**Text**
▶

Questions regarding winter grow room temp control

HardCast

New Member
I started my first grow last May and ran through the summer, harvesting a couple of weeks ago. The temps here (Oregon) were 70 - 90 but my grow room which is in my shop stays cooler than the outside temperature (70's to mid 80's). This worked great for the summer months. The only issue that arose is that I had to buy a chiller to keep the roots in good shape for the weeks where the temp exceeded 80*F.

Now I am about to start grow #2 and it occurred to me that the opposite problem needs to be addressed which is how to keep my grow room heated in the winter since the room is in an uninsulated shop. The grow room will be insulated however.

My room is 7' x 8' with 8' ceiling. I currently have a 6" intake fan sitting outside the grow room (but inside the shop) blowing air in. I have an 8" fan mounted to the ceiling inside the room, pulling warm air from the room, blowing through the hood (glass intact), then out the room. Both fans have filters and I ran them 24/7 throughout the first grow.

So for this next winter grow, I have been thinking about taking the glass out of the 1000w HPS hood and then reconnecting the ducting so that air is exhausted without going through the hood so that I can use the heat from the light to help keep the room warm. I would think that this would still be pretty inefficient though since I am drawing cold air from outside the room through the intake fan and then the warmest air at the ceiling is still being blown out fast with the 8" fan. So my first question is; can I put both fans on a timer or thermostat so that I can let the heat stay in the room longer? If this is OK, how long can the fans be off without causing issues with the plants? In other words, how often does the air need to be recycled?

Next; I read where some folks state that they shut off their exhaust fan but not the intake fan. I don't understand how this would work? My room is completely enclosed so the only place air could escape would be around the door. I doubt that the small seams around the closed door would allow enough air to escape. I think the room would become so positively pressurized that my intake fan might fail. Please advise regarding this issue.

◀

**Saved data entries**
▶

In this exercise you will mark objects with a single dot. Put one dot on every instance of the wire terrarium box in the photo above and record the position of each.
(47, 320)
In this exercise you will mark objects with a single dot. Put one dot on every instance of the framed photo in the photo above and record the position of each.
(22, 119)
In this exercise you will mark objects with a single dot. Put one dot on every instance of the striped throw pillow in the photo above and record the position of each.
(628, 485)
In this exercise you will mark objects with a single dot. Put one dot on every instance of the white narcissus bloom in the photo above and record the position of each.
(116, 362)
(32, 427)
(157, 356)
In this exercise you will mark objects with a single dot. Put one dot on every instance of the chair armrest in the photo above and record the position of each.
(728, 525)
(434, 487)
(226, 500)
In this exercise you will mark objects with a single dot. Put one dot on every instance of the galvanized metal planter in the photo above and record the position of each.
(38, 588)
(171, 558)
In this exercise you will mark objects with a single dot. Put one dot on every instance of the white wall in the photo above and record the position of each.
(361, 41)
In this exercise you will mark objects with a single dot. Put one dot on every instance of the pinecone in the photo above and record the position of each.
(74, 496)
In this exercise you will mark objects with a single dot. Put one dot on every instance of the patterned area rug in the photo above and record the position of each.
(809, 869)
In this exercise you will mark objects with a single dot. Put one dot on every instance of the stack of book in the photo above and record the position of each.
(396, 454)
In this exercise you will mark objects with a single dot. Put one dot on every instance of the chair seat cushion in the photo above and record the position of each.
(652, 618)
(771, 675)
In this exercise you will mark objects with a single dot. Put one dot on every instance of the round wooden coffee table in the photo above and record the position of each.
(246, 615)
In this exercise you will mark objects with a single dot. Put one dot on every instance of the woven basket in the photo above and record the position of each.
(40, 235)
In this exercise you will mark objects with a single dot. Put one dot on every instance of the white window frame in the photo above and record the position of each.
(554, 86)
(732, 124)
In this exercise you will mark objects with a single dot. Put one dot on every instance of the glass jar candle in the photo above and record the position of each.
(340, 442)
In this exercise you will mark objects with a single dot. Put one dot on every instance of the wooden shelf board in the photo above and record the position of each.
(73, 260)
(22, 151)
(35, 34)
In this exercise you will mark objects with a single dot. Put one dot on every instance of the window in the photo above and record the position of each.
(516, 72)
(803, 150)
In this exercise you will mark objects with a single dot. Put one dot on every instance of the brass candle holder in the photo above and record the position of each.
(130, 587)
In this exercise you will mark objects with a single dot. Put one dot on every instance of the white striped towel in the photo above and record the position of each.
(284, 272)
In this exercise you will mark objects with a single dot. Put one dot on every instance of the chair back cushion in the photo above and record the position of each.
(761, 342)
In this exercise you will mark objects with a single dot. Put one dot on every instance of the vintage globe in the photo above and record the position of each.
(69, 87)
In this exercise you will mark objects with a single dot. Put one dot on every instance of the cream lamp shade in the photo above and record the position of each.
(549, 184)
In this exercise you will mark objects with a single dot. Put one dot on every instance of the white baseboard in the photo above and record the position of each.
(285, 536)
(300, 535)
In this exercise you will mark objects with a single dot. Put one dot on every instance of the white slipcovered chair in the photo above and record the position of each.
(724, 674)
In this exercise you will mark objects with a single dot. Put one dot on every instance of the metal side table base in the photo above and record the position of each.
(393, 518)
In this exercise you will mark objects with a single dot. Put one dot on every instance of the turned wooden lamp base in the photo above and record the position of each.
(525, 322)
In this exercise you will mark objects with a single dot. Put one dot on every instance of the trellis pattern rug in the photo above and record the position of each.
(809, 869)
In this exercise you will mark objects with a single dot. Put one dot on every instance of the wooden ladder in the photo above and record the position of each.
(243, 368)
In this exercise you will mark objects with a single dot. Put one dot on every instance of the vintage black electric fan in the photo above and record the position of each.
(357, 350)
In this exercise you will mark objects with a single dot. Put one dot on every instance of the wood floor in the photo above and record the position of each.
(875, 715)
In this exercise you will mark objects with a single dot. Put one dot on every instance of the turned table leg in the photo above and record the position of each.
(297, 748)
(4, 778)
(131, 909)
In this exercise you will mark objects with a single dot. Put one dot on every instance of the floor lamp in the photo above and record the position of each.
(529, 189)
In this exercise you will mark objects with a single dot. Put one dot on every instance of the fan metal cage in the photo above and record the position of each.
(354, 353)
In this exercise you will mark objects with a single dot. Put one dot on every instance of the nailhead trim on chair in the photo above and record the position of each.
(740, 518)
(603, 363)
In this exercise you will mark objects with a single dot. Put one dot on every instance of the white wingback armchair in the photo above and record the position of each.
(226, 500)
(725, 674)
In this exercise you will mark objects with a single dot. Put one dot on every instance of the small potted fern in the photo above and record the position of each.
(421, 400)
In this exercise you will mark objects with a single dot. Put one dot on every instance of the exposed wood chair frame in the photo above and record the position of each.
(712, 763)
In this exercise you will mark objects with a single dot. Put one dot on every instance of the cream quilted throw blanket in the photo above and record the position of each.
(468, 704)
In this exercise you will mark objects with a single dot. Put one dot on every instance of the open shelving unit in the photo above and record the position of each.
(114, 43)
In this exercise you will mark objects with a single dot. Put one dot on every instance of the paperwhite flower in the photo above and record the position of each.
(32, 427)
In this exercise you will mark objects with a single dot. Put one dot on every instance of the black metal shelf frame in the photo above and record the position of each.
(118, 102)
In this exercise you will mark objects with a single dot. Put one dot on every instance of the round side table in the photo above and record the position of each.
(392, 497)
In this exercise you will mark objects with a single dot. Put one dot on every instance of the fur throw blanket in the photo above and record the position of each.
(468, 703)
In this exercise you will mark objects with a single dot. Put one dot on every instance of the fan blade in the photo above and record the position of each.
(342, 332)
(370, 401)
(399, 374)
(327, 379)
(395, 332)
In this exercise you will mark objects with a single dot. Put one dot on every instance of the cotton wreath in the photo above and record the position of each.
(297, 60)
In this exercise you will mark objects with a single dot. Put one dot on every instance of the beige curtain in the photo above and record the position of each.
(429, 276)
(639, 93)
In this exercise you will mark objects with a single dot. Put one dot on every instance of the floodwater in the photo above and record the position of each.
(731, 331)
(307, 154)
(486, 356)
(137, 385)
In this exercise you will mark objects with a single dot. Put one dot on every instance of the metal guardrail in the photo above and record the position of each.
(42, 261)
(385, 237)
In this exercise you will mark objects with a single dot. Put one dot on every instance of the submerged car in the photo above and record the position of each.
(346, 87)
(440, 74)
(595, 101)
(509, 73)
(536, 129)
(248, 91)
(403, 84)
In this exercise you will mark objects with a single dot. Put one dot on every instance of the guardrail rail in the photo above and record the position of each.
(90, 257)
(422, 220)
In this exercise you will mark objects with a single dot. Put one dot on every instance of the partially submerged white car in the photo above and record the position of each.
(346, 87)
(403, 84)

◀

**Set exercise**
Continue the forum post about keeping a winter grow room warm, picking up right after its final sentence.

**Written response**
There are a couple of other options I would appreciate some advice on. First, I have an oil furnace (normal home furnace) in my shop that I use only to keep the shop from freezing in the winter. I could run some ducting from the furnace to the grow room and put the thermostat inside the room. The issue here is that when the furnace kicks on, again, the pressure in the room would be positive for the short time the furnace is running. I don't know if this would negatively affect the fans, plants, or the humidity in the room?

The last option that I can think of is to buy a combo AC/heater unit like a LX-140 WITH 14,000 BTU AC AND 14,200 BTU HEATER. I like this idea because I could control temp and humidity year round but I don't understand how a system like this would work with intake and exhaust fans? This unit draws air from outside the room and expels back out again so there would be no air exchange with outside (fresh) air. So if i understand correctly, with this unit running, and no supplemental CO2, I would still need to run the fans which leads me back to the problem of rapidly expelling warm air from the room. I have no idea if the unit could keep the room warm faster than the fans would expel the warm air. It seems like the opposite problem would arise in the summer when the unit tries to keep the room cool but the strong fans would remove the cool air faster than the unit could keep up? So again, I guess I am back to how long do the fans need to run?

I have no experience with any of the options above so my assumptions are just that. My assumptions may not be accurate so I would really appreciate any advice you could give based on your experiences. I would love to hear other ideas also. I really don't want to wait until next spring to start another grow yet I need figure out a way to efficiently keep the room warm for the next several months if I want to grow antoher crop.

TIA
 
What’s your humidity like? I hear in the PNW it’s a bit wet. Dehumidifiers are heat generators. You could always run one of those in a sealed environment. I’d run exhaust fans during lights on only with your 1kw HPS. Just a thought... let us know what you do
 
pontiacman, Is your grow also outside a heated space? When you run your light(s) and fans in the winter in the Portand area, do your light(s) keep your room above 70? How many lights? How big of space? Do you need the heater to supplement the light? Is the glass out of the hood?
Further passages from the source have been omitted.